TASK PROMPT: Wherever the string "above" appears in the listing, copy that line.

....

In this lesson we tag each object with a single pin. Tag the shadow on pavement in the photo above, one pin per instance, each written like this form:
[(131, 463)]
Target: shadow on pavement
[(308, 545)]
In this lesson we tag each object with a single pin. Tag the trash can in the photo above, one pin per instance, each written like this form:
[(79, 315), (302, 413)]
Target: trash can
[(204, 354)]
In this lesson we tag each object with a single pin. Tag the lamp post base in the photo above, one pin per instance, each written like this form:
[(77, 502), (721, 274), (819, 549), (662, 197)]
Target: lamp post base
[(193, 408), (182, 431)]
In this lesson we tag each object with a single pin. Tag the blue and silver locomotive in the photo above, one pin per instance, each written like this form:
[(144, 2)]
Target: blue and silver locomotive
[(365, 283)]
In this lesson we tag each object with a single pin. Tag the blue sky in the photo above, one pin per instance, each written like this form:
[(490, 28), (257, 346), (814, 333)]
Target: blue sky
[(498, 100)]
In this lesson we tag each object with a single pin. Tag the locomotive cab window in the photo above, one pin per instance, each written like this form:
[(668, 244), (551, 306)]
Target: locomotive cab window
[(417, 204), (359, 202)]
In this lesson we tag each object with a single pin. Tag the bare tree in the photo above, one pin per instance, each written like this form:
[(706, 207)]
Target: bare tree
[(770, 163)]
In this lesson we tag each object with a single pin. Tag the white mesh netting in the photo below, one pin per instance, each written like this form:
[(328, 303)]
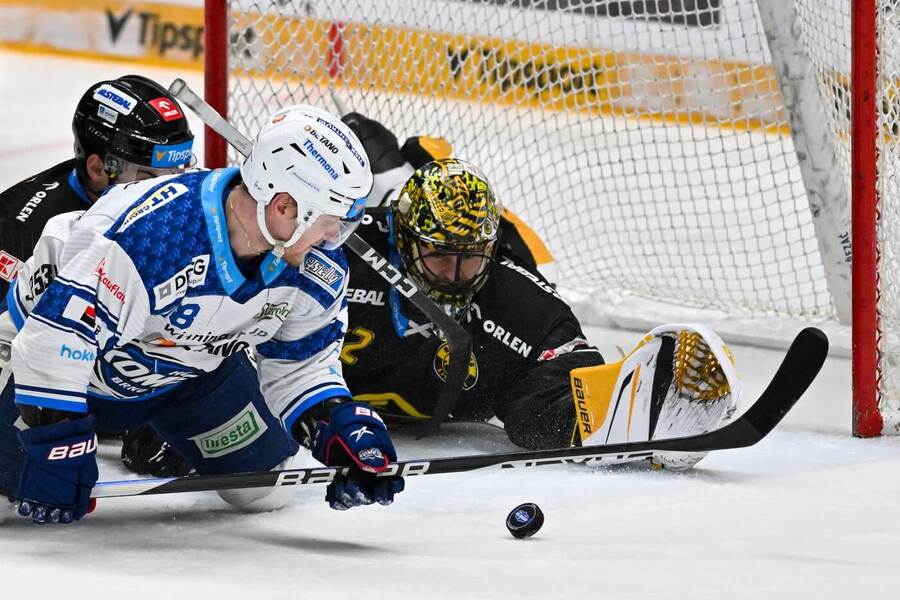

....

TASK OUTPUT:
In this lesson we tag each object with a single pin. Tag the shadow on pavement in the photo above, one pin per instance, each written like this form:
In this lesson we tag each object with a single pin. Tag the trash can in the photo above, one pin per instance, each written like this form:
In this lesson we tag each object with a single pin. Tag the lamp post base in the photo above, one pin per instance, each written like this form:
In this lesson we tag each object with a single pin. Tag the blue and silver locomotive in the photo above, one pin per instance, each written like this form:
In this lesson we tag each object with a single pin. Tag the blue sky in the photo above, one pin per instance, each written like this form:
In this lesson we tag each object with a single pin. Tag the locomotive cab window in the photo above, one pin per instance, each written like this form:
In this lesson we tag each object with a single pin. Tag the bare tree in the photo above, one pin per instance, each written like this form:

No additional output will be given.